## Written instruction
Write out the data below word for word, keeping every line.

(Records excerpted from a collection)

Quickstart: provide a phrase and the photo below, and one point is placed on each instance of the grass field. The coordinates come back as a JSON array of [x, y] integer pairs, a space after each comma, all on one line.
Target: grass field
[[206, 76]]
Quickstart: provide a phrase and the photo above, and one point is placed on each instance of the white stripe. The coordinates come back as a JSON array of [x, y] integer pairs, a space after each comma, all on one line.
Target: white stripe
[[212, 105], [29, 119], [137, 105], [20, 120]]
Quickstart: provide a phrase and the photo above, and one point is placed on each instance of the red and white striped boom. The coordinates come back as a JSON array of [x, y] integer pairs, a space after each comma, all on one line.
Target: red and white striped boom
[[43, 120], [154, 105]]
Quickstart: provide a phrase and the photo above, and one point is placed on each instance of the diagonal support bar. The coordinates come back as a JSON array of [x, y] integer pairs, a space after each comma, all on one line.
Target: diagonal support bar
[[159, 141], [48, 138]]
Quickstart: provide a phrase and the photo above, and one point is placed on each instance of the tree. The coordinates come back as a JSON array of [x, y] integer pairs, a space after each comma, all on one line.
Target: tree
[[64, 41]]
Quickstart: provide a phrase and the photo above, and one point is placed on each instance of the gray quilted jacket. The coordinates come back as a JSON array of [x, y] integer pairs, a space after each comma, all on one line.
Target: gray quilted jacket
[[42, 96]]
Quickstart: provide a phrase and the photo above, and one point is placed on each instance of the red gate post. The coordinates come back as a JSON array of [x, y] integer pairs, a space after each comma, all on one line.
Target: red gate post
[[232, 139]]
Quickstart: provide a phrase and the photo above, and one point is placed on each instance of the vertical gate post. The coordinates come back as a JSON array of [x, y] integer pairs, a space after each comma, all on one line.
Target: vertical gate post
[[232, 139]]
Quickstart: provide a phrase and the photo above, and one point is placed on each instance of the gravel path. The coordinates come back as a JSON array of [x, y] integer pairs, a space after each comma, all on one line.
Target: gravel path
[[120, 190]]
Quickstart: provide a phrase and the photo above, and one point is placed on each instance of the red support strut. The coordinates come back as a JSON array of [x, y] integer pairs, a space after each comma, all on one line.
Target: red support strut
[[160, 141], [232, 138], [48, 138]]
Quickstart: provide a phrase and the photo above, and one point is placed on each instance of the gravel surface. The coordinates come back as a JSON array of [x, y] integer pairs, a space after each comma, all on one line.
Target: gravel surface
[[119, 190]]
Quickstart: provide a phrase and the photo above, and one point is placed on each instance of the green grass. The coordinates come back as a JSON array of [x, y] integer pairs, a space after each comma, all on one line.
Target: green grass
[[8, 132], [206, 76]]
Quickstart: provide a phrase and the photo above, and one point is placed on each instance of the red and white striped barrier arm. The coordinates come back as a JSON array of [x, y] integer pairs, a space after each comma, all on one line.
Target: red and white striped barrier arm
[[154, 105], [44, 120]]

## Solution
Quickstart: provide a phrase and the photo below, and one point is placed on each instance of the grass field. The coordinates come back as a JSON array of [x, y] integer pairs, a space after each comma, all on one line.
Target: grass field
[[206, 76]]
Quickstart: provide a phrase and the photo above, and one point is placed on each instance of the white stripe. The coordinates come back as a JSON array of [x, y] integer pairs, a space after each comma, all on one line.
Target: white stripe
[[212, 105], [29, 119], [137, 105], [20, 120]]
Quickstart: provide a phrase and the photo above, and one point is placed on each instance of the red and white striped boom. The coordinates come back as a JSON array of [x, y] integer pairs, a space after each comma, all on one line.
Target: red and white striped boom
[[43, 120], [154, 105]]
Quickstart: provide a phrase and the photo above, and one point is placed on each instance of the diagonal support bar. The coordinates come back as a JSON array of [x, y] integer pairs, a space after each comma, all on one line.
Target: diagonal support bar
[[159, 141], [48, 138]]
Quickstart: provide a phrase and the photo above, and one point is placed on each instance of the tree. The coordinates come back as a JSON array of [x, y] integer pairs, a space after each comma, all on one line.
Target: tree
[[64, 41]]
Quickstart: provide a phrase and the photo above, and one point is placed on each instance of the gray quilted jacket. The coordinates come back as a JSON array of [x, y] integer pairs, a space after each comma, all on one line.
Target: gray quilted jacket
[[42, 96]]
Quickstart: provide a phrase and the photo above, and one point is placed on each instance of the red gate post. The coordinates come back as a JSON array of [x, y] integer pairs, a space after each comma, all on one line.
Target: red gate post
[[232, 139]]
Quickstart: provide a phrase and the photo above, and one point is placed on each instance of the vertical gate post. The coordinates come back as a JSON array of [x, y] integer pairs, a space after each comma, all on one line.
Target: vertical gate post
[[232, 139]]
Quickstart: provide a phrase and the photo above, and one point is placed on each instance of the gravel path. The coordinates come back as a JSON array of [x, y] integer pairs, a space after each comma, all on one line.
Target: gravel path
[[120, 190]]
Quickstart: provide a phrase and the photo above, and one point is placed on each instance of the red support strut. The coordinates come back as a JSON array of [x, y] integer pairs, a space after each comma, all on one line.
Target: red support strut
[[160, 141], [232, 138], [48, 138]]
Quickstart: provide a phrase and the photo above, and one point is placed on each instance of the gravel surface. The coordinates come back as a JSON array of [x, y] integer pairs, a space after each comma, all on one line.
Target: gravel surface
[[119, 190]]
Quickstart: provide a phrase and the photo above, and one point is placed on each instance of the green grass. The coordinates come back as a JSON array of [x, y] integer pairs, a space after each comma, all on one line.
Target: green grass
[[8, 132], [206, 76]]
Quickstart: provide a phrase and the photo above, and one point is placed on each instance of the red and white striped barrier arm. The coordinates come back as a JSON array of [x, y] integer pairs, a space after each comma, all on one line.
Target: red and white striped barrier arm
[[154, 105], [44, 120]]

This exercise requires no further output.